* [Text under study]:
··········
Saturday’s Globe and Mail had a full page on The Big Ideas of 2009. The listed five, three of which have to do with information technology and two with biology.
- Do-It-Yourself DNA
- The 3-D Revolution (as in 3-D movies and screens)
- The Age of Avatars (as in your avatars will become transportable across virtual worlds)
- Grow Your Own Tissue
- Reality Check for Social Networks (as in Social Networks aren’t getting the advertising and will lose momentum)
These ideas seem to be about the body and space with the possible exception of the 5th which is not really a big idea so much as a correction. I would like to suggest a different list around time:
- 3-D Social Year It’s Facebook
- Genome Online Networks Technology
- DNA Cells Web Tissue Users
- 000 Second Time World Human User Sites
- Life Canada said Ko using virtual advertising avatars
This list was generated scientifically. I took the text of the Globe story (edited it down to just the titles, text and authors), ran it through the TAPoRware List Words (with a stop word list), and then took the sequence of high frequency words in the order they appeared and broke it into phrases (without deleting any). This is a technique I learned from David Hoover who performed it at the Face of Text conference. It is surprising how often you can find suggestive phrases in a frequency sorted word list. I will let you interpret this oracle, but remember that you read “Second Time” here first. This list is what the Globe author’s really meant for 2009.
As an aside, I should say that the reason I am blogging this today (January 9th) is because Saturday’s paper (January 3rd) was delivered to our house today. I didn’t confuse things as we were travelling Saturday and the paper was cancelled until Monday. When we called the circulation desk they told us other people in Edmonton had had the wrong papers delivered. Here is the note I sent the editors this morning:
 I would like to thank the Globe and Mail for delivering Saturday’s (Jan. 3rd) paper to my house today (Jan. 9th.) As the Globe knows, we are behind in Edmonton and need the chance to catch up with all the timeless opinions gathered. It was particularly kind of the Globe since I hadn’t read Saturday’s edition as I was traveling. I managed to get half way through the paper before realizing that I was reading old news.
I do want to take issue with your list of 5 burgeoning ideas (A 10). Two of “the big ideas” have to do with the compression of space (“The 3-D Revolution” and “The Age of Avatars”) but you neglected the big ideas in the compression of time. I would suggest that the really big idea is the “New News” otherwise known as nNews or iNews. What matters in this day of personalization is what news is new to the individual avatar, and what time they are in (like the burgeoning age of avatars.) In Second Life my avatar wants second news, and today you delivered.
What I don’t understand is why we got Saturday’s paper while others apparently got Monday’s. (This is according to the kind and real human at the circulation desk who told us others got their New News too, but a different edition.) How did you know I was exactly 6 days behind?
This is only tangentially relevant, but I found much enjoyment in New York Times Magzines “Year In Ideas”. Make some tea and take some time to enjoy it — it’s well worth it.
··········
Using the post about the Globe and Mail's Big Ideas of 2009, answer the following:
(a) How many ideas did the Globe and Mail list, and how many of them concern biology?
(b) What tool was the edited text of the Globe story run through?
(c) On what date was Saturday's paper delivered to the house?

* [Record excerpts]:
··········
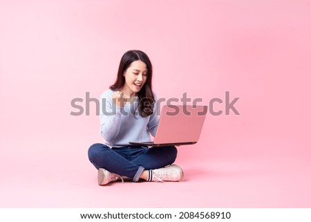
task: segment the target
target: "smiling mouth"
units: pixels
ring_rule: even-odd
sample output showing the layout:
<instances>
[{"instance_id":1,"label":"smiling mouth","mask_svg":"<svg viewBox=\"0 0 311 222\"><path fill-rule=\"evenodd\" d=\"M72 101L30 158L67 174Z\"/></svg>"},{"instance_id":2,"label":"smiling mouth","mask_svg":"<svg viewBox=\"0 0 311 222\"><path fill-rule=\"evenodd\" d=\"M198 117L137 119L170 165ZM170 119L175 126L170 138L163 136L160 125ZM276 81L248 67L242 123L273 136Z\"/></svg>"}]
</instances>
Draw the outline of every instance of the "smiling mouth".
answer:
<instances>
[{"instance_id":1,"label":"smiling mouth","mask_svg":"<svg viewBox=\"0 0 311 222\"><path fill-rule=\"evenodd\" d=\"M138 86L138 87L142 87L142 84L135 84L134 83L134 85L135 85L136 86Z\"/></svg>"}]
</instances>

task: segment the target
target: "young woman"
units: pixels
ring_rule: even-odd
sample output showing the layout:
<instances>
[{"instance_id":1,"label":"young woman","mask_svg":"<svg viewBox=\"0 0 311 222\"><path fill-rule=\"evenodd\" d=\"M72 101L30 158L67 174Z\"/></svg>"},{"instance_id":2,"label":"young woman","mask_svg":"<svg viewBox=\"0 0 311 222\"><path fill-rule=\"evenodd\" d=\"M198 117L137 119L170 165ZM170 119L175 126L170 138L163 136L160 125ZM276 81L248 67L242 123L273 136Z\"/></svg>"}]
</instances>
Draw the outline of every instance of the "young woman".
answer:
<instances>
[{"instance_id":1,"label":"young woman","mask_svg":"<svg viewBox=\"0 0 311 222\"><path fill-rule=\"evenodd\" d=\"M174 146L147 147L130 141L151 141L159 122L156 96L152 91L152 65L140 50L123 55L117 80L101 96L100 131L104 144L88 149L88 158L98 169L98 184L106 185L122 176L136 182L178 181L182 169L172 165Z\"/></svg>"}]
</instances>

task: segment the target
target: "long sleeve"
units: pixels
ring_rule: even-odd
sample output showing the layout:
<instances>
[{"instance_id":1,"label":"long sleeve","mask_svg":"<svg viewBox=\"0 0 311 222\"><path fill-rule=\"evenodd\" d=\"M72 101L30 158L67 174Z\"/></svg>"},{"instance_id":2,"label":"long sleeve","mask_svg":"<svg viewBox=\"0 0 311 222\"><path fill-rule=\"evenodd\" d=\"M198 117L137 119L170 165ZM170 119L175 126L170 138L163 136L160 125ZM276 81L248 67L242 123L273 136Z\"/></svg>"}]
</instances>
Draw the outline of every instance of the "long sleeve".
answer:
<instances>
[{"instance_id":1,"label":"long sleeve","mask_svg":"<svg viewBox=\"0 0 311 222\"><path fill-rule=\"evenodd\" d=\"M151 141L158 129L158 114L155 104L153 114L142 117L137 109L138 98L135 102L127 102L124 107L113 102L114 91L104 91L100 98L100 133L110 147L129 145L131 141Z\"/></svg>"},{"instance_id":2,"label":"long sleeve","mask_svg":"<svg viewBox=\"0 0 311 222\"><path fill-rule=\"evenodd\" d=\"M113 140L121 127L121 109L113 102L109 91L104 92L100 98L100 133L106 141Z\"/></svg>"}]
</instances>

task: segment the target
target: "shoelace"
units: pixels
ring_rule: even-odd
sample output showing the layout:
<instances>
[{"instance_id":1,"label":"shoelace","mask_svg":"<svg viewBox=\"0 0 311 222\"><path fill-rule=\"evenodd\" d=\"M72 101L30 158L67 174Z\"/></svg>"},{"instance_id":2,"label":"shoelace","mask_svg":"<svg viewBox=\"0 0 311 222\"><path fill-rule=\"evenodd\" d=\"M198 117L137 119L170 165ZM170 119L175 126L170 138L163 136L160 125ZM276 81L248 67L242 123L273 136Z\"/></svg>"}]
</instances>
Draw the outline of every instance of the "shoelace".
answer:
<instances>
[{"instance_id":1,"label":"shoelace","mask_svg":"<svg viewBox=\"0 0 311 222\"><path fill-rule=\"evenodd\" d=\"M156 178L155 182L163 182L163 180L162 179L162 176L166 176L167 172L153 172L152 173L152 177L153 178Z\"/></svg>"},{"instance_id":2,"label":"shoelace","mask_svg":"<svg viewBox=\"0 0 311 222\"><path fill-rule=\"evenodd\" d=\"M111 179L115 179L115 181L117 181L119 178L121 179L122 183L124 183L124 180L123 180L123 178L121 176L119 176L119 175L115 174L111 174Z\"/></svg>"}]
</instances>

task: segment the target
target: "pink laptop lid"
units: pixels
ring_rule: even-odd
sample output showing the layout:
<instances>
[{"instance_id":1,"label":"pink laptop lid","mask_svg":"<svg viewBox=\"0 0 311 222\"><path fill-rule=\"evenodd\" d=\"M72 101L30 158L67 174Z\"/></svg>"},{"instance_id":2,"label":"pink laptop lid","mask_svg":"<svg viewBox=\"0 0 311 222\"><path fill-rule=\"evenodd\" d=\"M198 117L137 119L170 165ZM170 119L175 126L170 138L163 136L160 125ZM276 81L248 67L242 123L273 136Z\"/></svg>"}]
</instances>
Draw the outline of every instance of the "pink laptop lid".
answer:
<instances>
[{"instance_id":1,"label":"pink laptop lid","mask_svg":"<svg viewBox=\"0 0 311 222\"><path fill-rule=\"evenodd\" d=\"M153 142L198 142L207 109L206 106L198 105L196 107L191 105L163 106Z\"/></svg>"}]
</instances>

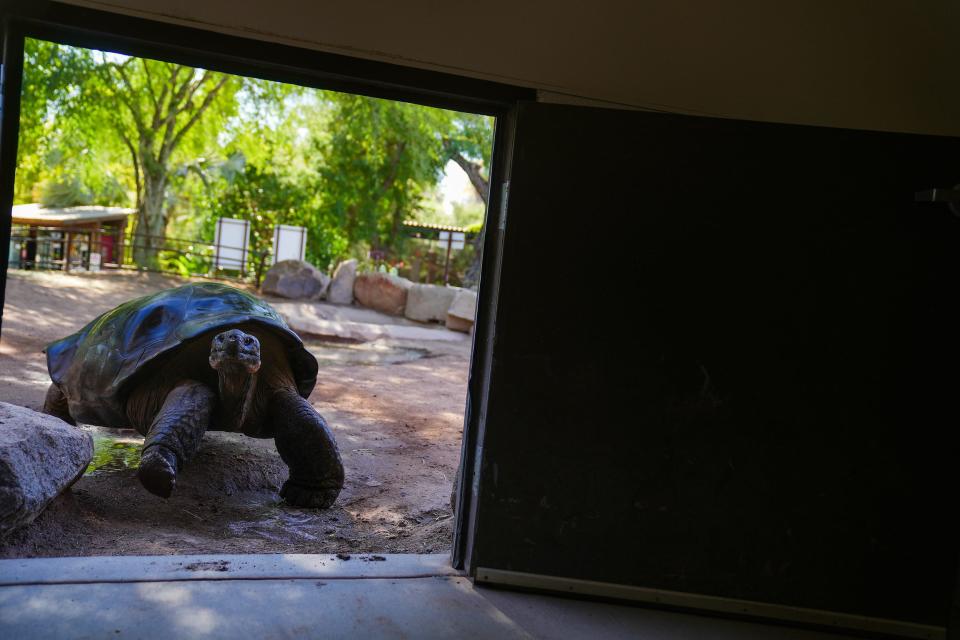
··········
* [Written answer]:
(a) Five ideas; two concern biology.
(b) TAPoRware List Words, with a stop word list.
(c) January 9th.